■ Document excerpt ■
******
I Just saw this documentary at IDFA in Amsterdam. I am as disappointed afterwards as intrigued as I was beforehand. This movie never really touches anything at all. To my mind it is vague, general, never precise, never dramatic, countless statistics and sad anecdotes notwithstanding; it shows stories of people lying deceased in their houses for years on end without anybody noticing (worth a full feature documentary of itself; then would it have gotten somewhere!); but it does nothing at all with this sad fact but pointing to it as a fact. We already know this happens. But I would like to see what a filmmaker makes of it, more than pointing out the existence of the fact.

It makes a trip to (I believe) Ethiopia to show the so-called opposite of Western countries, telling how people there take care of each other. But again, it does nothing more than point out the fact. It even just tells it, in voice over, or 'talking head'. I would love to be shown exactly, and deeply, how these things work, and how they are so different from what happens in Sweden. Don't just film a bunch of strangers carrying a friend to a hospital with a voice over doing the rest of the work.
******
(Natural-language object grounding entries)
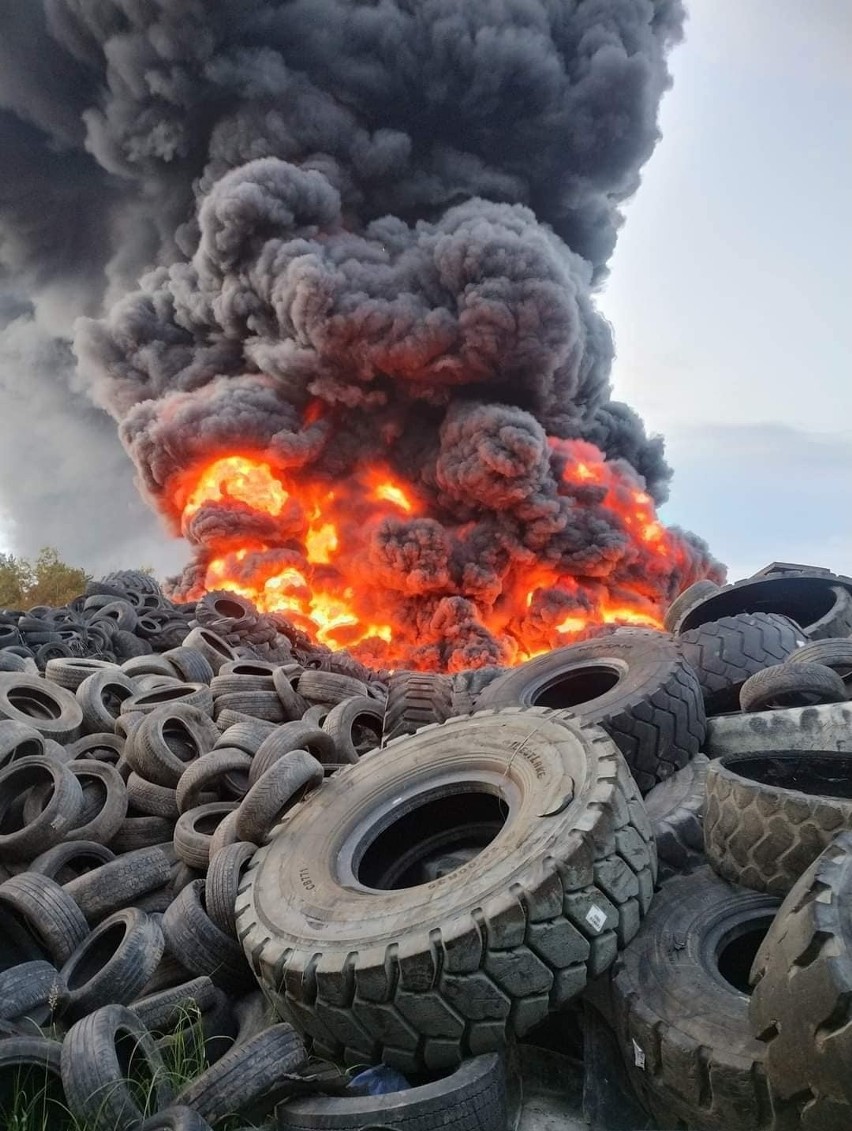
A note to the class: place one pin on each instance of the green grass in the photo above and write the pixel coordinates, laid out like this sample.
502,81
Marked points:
31,1101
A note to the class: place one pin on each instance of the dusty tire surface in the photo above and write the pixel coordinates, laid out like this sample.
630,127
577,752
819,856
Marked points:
723,654
801,1004
358,952
791,685
676,811
415,699
682,1026
473,1098
769,816
637,688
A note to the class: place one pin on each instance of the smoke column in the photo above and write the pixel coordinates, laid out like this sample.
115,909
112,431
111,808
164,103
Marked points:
333,236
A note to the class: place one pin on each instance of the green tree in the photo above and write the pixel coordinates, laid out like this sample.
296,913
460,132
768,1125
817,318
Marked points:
48,580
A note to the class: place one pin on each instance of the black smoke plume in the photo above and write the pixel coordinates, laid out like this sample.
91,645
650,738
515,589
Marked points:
340,232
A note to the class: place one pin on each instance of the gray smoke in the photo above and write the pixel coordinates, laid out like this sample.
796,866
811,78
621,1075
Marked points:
343,231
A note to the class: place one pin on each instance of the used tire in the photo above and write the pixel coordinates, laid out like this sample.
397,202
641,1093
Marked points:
103,1055
48,708
415,699
820,607
725,653
769,816
113,964
680,1003
676,811
249,1079
345,938
791,685
637,688
473,1098
801,1002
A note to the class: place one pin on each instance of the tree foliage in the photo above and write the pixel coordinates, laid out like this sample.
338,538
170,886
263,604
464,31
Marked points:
48,580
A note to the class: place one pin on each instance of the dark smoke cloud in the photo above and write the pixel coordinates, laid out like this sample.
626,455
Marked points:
338,231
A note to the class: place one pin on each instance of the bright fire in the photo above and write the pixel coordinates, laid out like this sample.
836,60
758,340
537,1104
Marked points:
311,557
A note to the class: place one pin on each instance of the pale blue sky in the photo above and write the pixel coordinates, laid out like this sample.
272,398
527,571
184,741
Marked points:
731,285
729,293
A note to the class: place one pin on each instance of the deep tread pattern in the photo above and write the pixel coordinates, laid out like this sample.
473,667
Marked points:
676,811
765,836
467,985
725,653
415,699
683,1030
801,1006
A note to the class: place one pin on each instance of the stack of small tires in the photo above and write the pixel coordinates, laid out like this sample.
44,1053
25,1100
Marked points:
235,870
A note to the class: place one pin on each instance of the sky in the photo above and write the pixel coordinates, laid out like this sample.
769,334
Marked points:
730,287
729,294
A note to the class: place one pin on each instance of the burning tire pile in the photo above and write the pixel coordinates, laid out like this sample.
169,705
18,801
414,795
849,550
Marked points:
222,842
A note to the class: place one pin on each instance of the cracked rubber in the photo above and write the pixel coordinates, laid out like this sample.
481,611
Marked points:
682,1027
801,1006
415,699
676,811
636,687
723,654
429,974
759,829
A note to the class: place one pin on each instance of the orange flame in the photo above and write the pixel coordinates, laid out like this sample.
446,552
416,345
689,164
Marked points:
321,573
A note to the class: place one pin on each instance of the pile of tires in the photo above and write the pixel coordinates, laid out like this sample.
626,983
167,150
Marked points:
235,869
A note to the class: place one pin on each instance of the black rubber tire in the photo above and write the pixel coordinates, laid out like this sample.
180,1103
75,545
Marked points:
152,800
327,689
801,1006
142,831
682,1026
48,708
820,607
32,990
113,964
249,1079
293,704
29,1067
168,741
19,839
190,664
207,774
723,654
473,1098
19,740
123,881
175,1119
686,601
415,699
430,974
791,685
637,688
297,735
223,882
832,653
102,697
69,861
48,912
276,791
70,673
355,726
99,820
769,816
166,1009
264,705
100,1053
676,811
204,949
194,830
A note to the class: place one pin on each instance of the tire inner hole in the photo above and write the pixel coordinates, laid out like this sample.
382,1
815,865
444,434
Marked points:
431,839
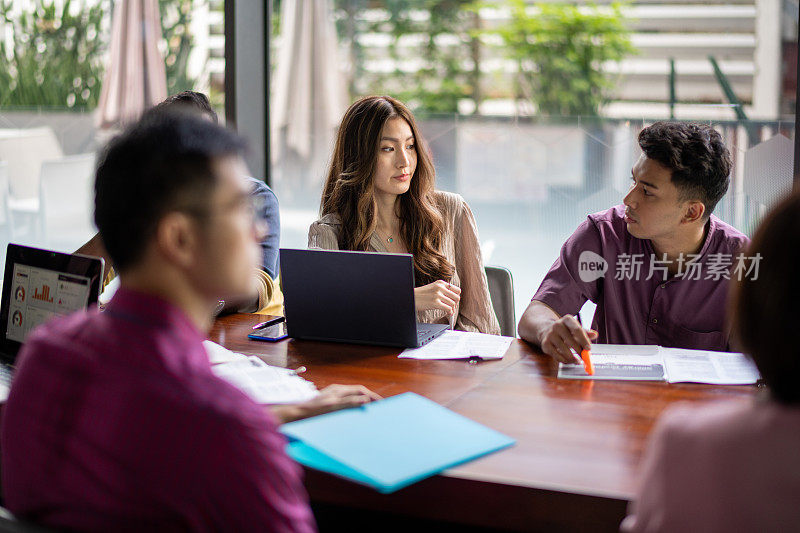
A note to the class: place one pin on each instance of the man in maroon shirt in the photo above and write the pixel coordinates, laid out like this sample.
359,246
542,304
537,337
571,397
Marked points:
658,266
115,421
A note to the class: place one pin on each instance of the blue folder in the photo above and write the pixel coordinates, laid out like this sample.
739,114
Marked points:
391,443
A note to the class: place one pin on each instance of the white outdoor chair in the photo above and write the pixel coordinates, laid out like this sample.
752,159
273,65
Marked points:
65,201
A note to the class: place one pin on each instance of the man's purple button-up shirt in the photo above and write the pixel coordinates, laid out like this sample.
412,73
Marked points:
115,422
684,311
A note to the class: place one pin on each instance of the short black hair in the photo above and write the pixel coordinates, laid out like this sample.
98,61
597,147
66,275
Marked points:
188,101
160,164
695,154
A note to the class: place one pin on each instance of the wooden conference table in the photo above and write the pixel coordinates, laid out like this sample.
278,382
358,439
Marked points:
578,442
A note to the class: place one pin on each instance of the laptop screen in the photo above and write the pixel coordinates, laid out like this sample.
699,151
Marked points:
40,284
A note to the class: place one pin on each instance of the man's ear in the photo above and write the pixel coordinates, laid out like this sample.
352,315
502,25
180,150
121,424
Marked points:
693,211
177,239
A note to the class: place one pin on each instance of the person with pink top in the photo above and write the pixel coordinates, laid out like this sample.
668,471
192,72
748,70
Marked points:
735,466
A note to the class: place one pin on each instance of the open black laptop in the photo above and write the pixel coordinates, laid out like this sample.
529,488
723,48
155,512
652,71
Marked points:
37,285
356,297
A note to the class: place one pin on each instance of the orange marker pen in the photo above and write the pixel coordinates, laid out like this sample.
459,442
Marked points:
586,356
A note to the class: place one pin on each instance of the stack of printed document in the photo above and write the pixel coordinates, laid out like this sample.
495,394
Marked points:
461,345
673,365
265,384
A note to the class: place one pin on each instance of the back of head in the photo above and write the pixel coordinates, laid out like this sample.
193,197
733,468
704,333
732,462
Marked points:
764,304
188,101
695,154
162,163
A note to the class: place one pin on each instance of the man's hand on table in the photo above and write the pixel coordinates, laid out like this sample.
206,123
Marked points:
331,398
564,334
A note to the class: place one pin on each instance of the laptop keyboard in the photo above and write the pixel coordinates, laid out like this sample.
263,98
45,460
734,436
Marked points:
426,332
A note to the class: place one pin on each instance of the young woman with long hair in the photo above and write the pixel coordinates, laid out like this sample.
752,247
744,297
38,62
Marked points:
379,196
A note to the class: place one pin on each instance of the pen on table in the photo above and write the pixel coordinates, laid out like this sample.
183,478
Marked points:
586,356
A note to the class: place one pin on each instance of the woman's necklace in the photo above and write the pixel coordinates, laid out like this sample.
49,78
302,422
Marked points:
389,238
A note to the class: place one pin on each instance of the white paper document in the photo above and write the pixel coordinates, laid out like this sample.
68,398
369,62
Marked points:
656,363
461,345
265,384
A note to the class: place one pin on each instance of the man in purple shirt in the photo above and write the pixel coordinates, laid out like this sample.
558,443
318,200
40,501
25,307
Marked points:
115,421
658,266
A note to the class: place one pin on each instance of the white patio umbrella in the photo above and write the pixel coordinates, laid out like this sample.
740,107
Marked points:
136,77
308,96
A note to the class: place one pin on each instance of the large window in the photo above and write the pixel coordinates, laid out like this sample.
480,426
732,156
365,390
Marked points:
532,110
57,59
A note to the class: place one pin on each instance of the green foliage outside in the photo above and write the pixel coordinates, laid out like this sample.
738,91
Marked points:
560,50
55,60
445,47
175,19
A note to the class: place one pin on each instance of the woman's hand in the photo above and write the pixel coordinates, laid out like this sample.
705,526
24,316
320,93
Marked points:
331,398
437,295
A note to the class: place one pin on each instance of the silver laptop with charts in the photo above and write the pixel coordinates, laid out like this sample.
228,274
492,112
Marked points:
38,285
355,297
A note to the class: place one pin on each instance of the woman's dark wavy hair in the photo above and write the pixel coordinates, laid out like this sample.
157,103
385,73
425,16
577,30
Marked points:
763,309
349,189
******
■ Prompt 1 ■
According to the documentary review, where did the writer see the film?
■ Prompt 2 ■
Please write a continuation of the documentary review, picking up after its last sentence.

■ Task response 1 ■
At IDFA in Amsterdam.

■ Task response 2 ■
It shows countless people alone in Sweden; on escalators, running through a forest, in the subway, etc. To me, it seemed to do all this without any clear idea of what it was trying to say. This is a movie not first about people, but about a subject, a subject having been chosen beforehand. That is what, to me, gives it its feel of being very general, and gratuitousness, about nothing and no-one in particular.

While this may be a matter of taste, I like to see it the other way around; you make a movie about someone, and it automatically will be about a subject too. The movie makes trips around Sweden and around the world that are gratuitous to the extent of annoyance: we see guys masturbating in a sperm-bank and we actually see sperm cells (somehow needed to tell something about family planning of single mothers that want to remain single), and that is supposed to be funny. But somehow, here it seemed to be out of place. I did not long for a comic or absurd note at all. We get a full blown view on the tumor in a girl's tongue in Ethiopia. Why? What did that contribute to anything? Most annoying of all was the part where this Swedish surgeon based in Ethiopia shows with what kinds of things he manages to operate (household stuff, wheel spokes). This got the audience laughing like hell, and in another context it would have gotten me too – but here it did not attribute anything to the investigation on loneliness whatsoever. I guess it had something to do with perfect organization in Sweden at the cost of having to improvise or something, but to my mind the movie did not do a great job of showing how that is shocking, dramatic, sad, or even interesting. It was a vague suggestion to the difference in lifestyles, and somehow this was related to loneliness too.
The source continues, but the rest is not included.